SET TASK:
Can you rewrite the forum thread on infinity and primes between "Random thought: is" and "is composite :)", inclusive, with "memory" in place of "storage"?

DOCUMENT PASSAGE:
------------------------------------
This brought us upon thinking about whether finding all primes up to infinity is possible and whether infinity is prime. Has there been any kind of study done to this kind of topic? What defines infinity? The total expanse of our universe?
So far there has been no convincing arguments among us.
I am on the side that infinity is composite, since why not? (beside, at that large a number primes will be a lot rarer.
____________
SHSID Electronics Group
SHSIDElectronicsGroup@outlook.com
GFN14: 50103906^16384+1
Proth "SoB": 44243*2^440969+1
 


The problem with infinity is that outside of various useful kludges in mathematics (see the extended real number line), it isn't a number or a rate or a stopping point by definition. It's more of an extreme concept of "well beyond this point" that doesn't end. It gets more complicated still when you get to the aleph numbers and have to deal with the idea (among many others) that while both are infinite in size, there are more real numbers than natural numbers.
The universe is not conclusively known infinite or not, as best the research has revealed, and it may be unknowable. There are some questions of whether it is a 3torus, but even that would give finite volume despite the ability to just fly in one direction at a speed faster than light and never reach an edge. If we are truly limited to the speed of light, then in some respects the universe can be considered infinite because inflation has the space far away from us (beyond the observable universe) expanding faster than the speed of light. Given a vehicle capable of c, we would never reach the unobservable part; unless, of course, the "Big Crunch" theory turns out to be correct.
It has been previously proven that it is impossible to find all primes (even given infinite time). There are an infinite number of primes (Euclid, ~300 BCE), so "all of them" just can't happen. The secondary problem is that the data storage capacity of the universe (given the likely finite volume) is finite, so even if the most dense storage medium were to be employed (1 data unit per Planck volume), occupying every point in the universe, that's a hard limit of about 10^185 divided by the total number of digits to that point.
____________
Eating more cheese on Thursdays.  


The secondary problem is that the data storage capacity of the universe (given the likely finite volume) is finite, so even if the most dense storage medium were to be employed (1 data unit per Planck volume), occupying every point in the universe, that's a hard limit of about 10^185 divided by the total number of digits to that point.
If you write it out long hand. I'm sure we can push that up somewhat if we use more condensed notation.
Random thought: is there a way to prove that you can/can't express any single natural number in a fixed limited (finite) amount of data? (if so, what would the minimum amount of data be?). As numbers get bigger, they will tend to require more data to represent its value. But we can use methods to reduce that e.g. the biggest known prime is often written as 2^82,589,9331, and not the 24+ million decimal digits long hand. So I guess the resulting question then is, can we increase the density of representing numbers faster than the expanded number grows, such that it could be contained in a finite amount of storage?  

Yves GallotVolunteer developer Project scientist Send message
Joined: 19 Aug 12 Posts: 644 ID: 164101 Credit: 305,010,093 RAC: 0

whether infinity is prime.
If the infinite is prime, add one to it and you will find another infinite which is composite :)
The infinite is not an element of the set of natural numbers then it is neither prime nor composite.
------------------------------------
(Stored entries)
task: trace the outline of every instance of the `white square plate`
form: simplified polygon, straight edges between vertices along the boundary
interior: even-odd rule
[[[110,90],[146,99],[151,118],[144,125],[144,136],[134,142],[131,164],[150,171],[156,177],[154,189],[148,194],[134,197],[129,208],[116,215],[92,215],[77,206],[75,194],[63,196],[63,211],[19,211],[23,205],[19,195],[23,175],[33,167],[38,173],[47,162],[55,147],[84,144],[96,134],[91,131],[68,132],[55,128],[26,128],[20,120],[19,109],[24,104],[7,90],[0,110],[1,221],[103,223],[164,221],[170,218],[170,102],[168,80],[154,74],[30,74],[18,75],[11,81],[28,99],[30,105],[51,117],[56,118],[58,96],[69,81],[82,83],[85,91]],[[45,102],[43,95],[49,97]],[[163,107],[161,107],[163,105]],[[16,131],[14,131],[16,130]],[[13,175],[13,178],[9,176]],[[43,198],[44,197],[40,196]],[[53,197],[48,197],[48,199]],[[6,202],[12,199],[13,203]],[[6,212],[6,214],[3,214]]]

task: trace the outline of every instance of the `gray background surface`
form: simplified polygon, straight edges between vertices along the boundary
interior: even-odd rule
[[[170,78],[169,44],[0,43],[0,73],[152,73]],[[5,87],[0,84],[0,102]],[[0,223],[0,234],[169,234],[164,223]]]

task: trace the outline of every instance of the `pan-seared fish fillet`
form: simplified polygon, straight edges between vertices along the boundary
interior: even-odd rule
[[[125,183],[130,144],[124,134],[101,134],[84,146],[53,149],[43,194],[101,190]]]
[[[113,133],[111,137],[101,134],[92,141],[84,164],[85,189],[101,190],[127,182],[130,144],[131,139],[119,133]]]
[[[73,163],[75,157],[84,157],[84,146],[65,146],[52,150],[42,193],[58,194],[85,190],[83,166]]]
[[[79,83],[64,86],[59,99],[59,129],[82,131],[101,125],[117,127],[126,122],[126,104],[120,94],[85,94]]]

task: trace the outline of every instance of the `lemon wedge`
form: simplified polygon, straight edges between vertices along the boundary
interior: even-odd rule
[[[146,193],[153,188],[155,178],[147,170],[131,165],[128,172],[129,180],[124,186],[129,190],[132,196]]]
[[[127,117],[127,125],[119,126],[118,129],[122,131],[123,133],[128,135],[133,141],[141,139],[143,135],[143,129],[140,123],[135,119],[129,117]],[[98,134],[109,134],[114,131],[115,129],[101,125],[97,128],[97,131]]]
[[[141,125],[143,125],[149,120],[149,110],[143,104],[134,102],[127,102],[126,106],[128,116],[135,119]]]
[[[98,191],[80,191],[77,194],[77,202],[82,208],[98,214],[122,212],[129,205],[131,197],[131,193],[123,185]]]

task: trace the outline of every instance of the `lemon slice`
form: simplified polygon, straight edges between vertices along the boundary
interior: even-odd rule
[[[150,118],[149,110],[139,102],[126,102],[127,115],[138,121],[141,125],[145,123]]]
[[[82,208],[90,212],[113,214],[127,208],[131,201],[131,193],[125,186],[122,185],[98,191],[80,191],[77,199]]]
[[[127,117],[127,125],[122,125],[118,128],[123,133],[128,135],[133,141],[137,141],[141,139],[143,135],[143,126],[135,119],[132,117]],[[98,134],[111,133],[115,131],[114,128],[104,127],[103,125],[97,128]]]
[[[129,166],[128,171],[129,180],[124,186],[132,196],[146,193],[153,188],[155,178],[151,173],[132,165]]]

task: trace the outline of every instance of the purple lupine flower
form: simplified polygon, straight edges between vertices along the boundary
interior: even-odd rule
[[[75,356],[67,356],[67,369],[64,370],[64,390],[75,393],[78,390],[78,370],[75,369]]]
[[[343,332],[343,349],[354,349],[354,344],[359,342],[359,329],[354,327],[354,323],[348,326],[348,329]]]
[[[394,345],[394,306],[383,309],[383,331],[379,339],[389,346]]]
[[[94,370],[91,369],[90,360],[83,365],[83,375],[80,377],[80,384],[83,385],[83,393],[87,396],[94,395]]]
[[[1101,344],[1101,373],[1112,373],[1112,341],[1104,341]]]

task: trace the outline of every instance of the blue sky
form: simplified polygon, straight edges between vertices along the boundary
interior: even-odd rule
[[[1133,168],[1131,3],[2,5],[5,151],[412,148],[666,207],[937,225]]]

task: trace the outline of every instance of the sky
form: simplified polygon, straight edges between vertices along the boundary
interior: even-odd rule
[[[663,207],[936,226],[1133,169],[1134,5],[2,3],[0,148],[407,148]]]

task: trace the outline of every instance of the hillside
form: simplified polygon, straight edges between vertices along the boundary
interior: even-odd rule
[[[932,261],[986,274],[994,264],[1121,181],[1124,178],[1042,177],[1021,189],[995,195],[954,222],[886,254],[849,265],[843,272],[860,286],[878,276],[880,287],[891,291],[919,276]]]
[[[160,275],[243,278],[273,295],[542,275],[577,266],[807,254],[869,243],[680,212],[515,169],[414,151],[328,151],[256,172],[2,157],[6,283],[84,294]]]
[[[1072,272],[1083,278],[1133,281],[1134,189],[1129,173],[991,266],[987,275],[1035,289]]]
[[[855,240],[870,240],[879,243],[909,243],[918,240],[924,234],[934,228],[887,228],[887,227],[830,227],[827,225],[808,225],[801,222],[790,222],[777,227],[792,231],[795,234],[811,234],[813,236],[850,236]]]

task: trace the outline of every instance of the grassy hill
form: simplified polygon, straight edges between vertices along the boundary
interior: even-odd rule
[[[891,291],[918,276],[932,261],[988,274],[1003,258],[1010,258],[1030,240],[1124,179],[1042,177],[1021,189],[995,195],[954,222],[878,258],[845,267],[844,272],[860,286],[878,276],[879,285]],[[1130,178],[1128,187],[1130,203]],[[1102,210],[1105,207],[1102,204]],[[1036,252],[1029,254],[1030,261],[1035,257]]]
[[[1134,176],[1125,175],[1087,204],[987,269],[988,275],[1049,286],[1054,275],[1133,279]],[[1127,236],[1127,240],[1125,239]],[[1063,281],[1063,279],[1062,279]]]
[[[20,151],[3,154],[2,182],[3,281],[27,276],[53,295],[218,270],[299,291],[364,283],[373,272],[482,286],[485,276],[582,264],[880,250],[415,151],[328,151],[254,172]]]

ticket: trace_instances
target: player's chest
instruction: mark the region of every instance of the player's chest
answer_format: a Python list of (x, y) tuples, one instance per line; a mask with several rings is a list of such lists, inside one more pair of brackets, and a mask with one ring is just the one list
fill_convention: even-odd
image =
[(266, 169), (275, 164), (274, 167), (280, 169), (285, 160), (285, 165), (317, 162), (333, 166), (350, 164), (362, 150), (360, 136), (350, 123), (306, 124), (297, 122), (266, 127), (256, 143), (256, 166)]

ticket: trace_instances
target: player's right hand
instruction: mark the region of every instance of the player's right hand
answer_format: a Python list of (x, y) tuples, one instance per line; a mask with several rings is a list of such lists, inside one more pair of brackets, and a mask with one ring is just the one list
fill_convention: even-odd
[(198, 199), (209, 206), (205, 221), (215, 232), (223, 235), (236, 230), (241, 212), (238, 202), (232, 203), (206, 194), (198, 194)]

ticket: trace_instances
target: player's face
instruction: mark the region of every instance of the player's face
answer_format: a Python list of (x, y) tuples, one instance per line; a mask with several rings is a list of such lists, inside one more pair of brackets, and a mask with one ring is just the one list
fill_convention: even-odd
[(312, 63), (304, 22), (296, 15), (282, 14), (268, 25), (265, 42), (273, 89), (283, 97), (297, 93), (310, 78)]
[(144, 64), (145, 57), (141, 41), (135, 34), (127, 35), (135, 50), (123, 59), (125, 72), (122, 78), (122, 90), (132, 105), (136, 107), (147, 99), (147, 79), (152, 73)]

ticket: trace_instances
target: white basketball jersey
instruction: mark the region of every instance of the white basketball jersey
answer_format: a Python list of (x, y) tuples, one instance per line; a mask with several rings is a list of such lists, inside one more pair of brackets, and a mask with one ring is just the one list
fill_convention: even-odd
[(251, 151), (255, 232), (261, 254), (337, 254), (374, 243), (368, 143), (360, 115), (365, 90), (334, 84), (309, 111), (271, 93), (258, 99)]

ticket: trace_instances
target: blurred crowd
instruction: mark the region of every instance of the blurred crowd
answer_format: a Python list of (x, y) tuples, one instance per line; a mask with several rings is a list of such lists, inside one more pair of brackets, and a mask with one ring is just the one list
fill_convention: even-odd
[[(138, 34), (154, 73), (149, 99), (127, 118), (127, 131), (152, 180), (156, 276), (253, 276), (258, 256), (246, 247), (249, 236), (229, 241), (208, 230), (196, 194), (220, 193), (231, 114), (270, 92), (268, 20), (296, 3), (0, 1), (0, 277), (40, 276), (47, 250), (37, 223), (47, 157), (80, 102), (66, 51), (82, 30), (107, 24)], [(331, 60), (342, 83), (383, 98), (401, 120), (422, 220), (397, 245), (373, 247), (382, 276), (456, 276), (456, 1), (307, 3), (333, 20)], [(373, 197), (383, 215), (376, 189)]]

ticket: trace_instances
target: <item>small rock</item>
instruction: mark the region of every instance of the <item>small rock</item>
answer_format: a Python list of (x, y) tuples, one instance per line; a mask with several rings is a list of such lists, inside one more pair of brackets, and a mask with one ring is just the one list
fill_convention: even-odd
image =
------------------------------------
WORKED ANSWER:
Random thought: is there a way to prove that you can/can't express any single natural number in a fixed limited (finite) amount of data? (if so, what would the minimum amount of data be?). As numbers get bigger, they will tend to require more data to represent its value. But we can use methods to reduce that e.g. the biggest known prime is often written as 2^82,589,9331, and not the 24+ million decimal digits long hand. So I guess the resulting question then is, can we increase the density of representing numbers faster than the expanded number grows, such that it could be contained in a finite amount of memory?  

Yves GallotVolunteer developer Project scientist Send message
Joined: 19 Aug 12 Posts: 644 ID: 164101 Credit: 305,010,093 RAC: 0

whether infinity is prime.
If the infinite is prime, add one to it and you will find another infinite which is composite :)